#### Page text ####

Because I’m not a black American, I can’t experience life the way African-Americans experience it; I can’t claim Kwanzaa as my racial entitlement. But because I’m the parent of an African-American child, I can honor the Kwanzaa tradition and celebrate it with my son. And, inevitably, I’ve found in Kwanzaa many values that I want to carry from the old year into the new, with the resolve to work them more completely into the fabric of my life. Family, community. Unity, purpose. Self-Determination. Creativity. Faith. As I speak these words to my son, I yearn to make them more fully mine.
We have the freedom to make “and break” New Year’s resolutions. What is freedom? In many respects, it is the freedom to determine the direction of our own lives. We’ll never have complete freedom “there are always boundaries” but we do have the freedom to choose our mental and spiritual direction, to expand or limit our activities, to bring meaning to our lives or to ignore the need for it.

#### Provided material ####

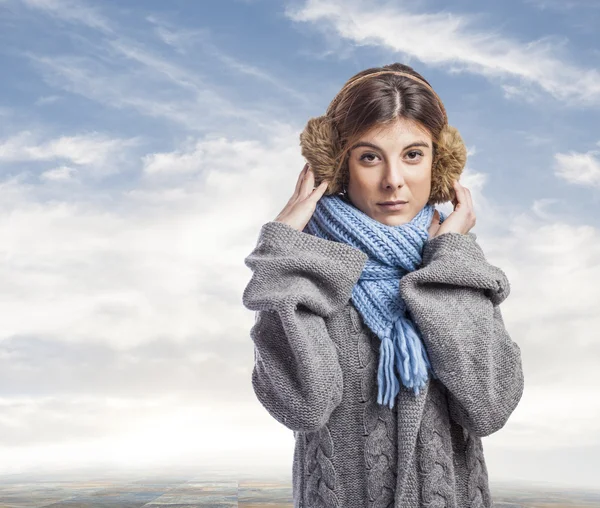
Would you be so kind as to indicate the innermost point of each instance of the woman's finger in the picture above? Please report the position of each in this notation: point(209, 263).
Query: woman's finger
point(318, 191)
point(300, 179)
point(308, 183)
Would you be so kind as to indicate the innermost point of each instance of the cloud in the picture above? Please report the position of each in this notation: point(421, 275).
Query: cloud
point(73, 11)
point(454, 42)
point(578, 168)
point(85, 149)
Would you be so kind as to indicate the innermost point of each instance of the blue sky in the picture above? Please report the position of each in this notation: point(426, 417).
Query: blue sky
point(142, 146)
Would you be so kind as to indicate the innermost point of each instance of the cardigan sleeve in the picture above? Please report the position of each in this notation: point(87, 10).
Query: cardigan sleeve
point(454, 299)
point(298, 281)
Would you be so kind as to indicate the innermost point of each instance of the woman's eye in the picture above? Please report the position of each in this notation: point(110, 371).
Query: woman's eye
point(362, 157)
point(415, 152)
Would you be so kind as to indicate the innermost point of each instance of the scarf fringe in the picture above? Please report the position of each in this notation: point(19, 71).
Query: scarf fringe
point(404, 352)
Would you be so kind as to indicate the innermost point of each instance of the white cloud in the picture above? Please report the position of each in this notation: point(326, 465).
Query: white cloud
point(453, 41)
point(73, 11)
point(92, 149)
point(578, 168)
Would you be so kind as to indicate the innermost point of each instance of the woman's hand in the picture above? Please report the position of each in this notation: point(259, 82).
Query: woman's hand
point(302, 204)
point(462, 219)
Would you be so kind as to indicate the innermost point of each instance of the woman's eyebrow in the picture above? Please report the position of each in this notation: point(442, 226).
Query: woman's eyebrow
point(373, 145)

####

● **Stated problem 1**
In the Kwanzaa text, answer these:
(a) Of whom is the writer the parent?
(b) In many respects, what does the text say freedom is?
(c) What kind of freedom does the text say we will never have?
● **Stated problem 2**
Can you duplicate part of the Kwanzaa text word for word, beginning at the words "We have the" and stopping after "need for it."?

● **Full response 1**
(a) An African-American child, the writer's son.
(b) The freedom to determine the direction of our own lives.
(c) Complete freedom.

● **Full response 2**
We have the freedom to make “and break” New Year’s resolutions. What is freedom? In many respects, it is the freedom to determine the direction of our own lives. We’ll never have complete freedom “there are always boundaries” but we do have the freedom to choose our mental and spiritual direction, to expand or limit our activities, to bring meaning to our lives or to ignore the need for it.